Entries from a dataset
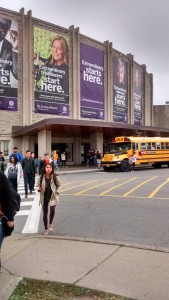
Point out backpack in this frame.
[12,188,21,215]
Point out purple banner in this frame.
[34,27,69,116]
[133,65,143,125]
[0,15,18,111]
[113,56,128,123]
[80,43,104,120]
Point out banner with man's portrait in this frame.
[133,64,143,125]
[34,27,69,116]
[113,55,128,123]
[0,15,18,111]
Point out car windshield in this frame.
[105,143,131,154]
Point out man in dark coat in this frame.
[22,150,35,198]
[0,16,18,87]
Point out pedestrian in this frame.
[22,150,35,198]
[96,150,102,169]
[61,152,66,168]
[5,155,23,192]
[0,171,15,269]
[52,150,59,170]
[37,163,61,235]
[39,153,54,175]
[8,147,23,163]
[0,151,5,172]
[129,151,140,173]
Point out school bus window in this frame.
[161,143,165,149]
[140,143,146,150]
[156,143,161,150]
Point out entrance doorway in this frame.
[52,143,73,162]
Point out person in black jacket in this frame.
[0,171,15,269]
[22,150,35,198]
[0,151,5,172]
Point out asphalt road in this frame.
[15,167,169,249]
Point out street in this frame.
[15,167,169,249]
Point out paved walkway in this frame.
[0,169,169,300]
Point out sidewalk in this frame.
[0,167,169,300]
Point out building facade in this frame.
[0,8,168,165]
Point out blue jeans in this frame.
[24,173,35,195]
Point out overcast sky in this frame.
[0,0,169,105]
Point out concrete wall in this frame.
[153,105,169,129]
[0,9,153,155]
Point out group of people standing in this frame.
[0,147,61,258]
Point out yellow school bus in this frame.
[102,136,169,172]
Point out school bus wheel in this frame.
[120,159,130,172]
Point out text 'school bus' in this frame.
[102,136,169,172]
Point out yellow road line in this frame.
[98,177,137,196]
[62,179,98,192]
[148,178,169,198]
[61,194,169,200]
[75,178,119,195]
[123,176,157,197]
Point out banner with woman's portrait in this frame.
[0,15,18,111]
[34,27,69,116]
[113,55,128,123]
[133,64,143,125]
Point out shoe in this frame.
[48,225,53,232]
[43,229,49,235]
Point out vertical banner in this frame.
[133,65,143,125]
[80,43,104,119]
[0,15,18,111]
[34,27,69,116]
[113,56,128,123]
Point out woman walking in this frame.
[37,163,61,235]
[5,155,22,192]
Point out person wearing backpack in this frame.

GOAL OF THE EXERCISE:
Reproduce the lines of the listing above word for word, starting with the line that contains "Point out school bus wheel in this frame." and ending with the final line of the listing.

OUTPUT BELOW:
Point out school bus wheel in this frame.
[120,159,130,172]
Point out text 'school bus' in this frame.
[102,136,169,172]
Point out yellow road line in this frame.
[98,177,137,196]
[62,179,98,192]
[148,178,169,198]
[61,194,169,200]
[75,178,119,195]
[123,176,157,197]
Point out banner with woman's portrait in this frame.
[0,15,18,111]
[34,27,69,116]
[113,55,128,123]
[133,64,143,125]
Point out shoe in this frame.
[48,225,53,232]
[43,229,49,235]
Point out vertical banner in this frame.
[133,65,143,125]
[80,43,104,119]
[0,15,18,111]
[34,27,69,116]
[113,56,128,123]
Point out woman walking in this frame.
[37,163,61,235]
[5,155,22,192]
Point out person wearing backpack in this frame.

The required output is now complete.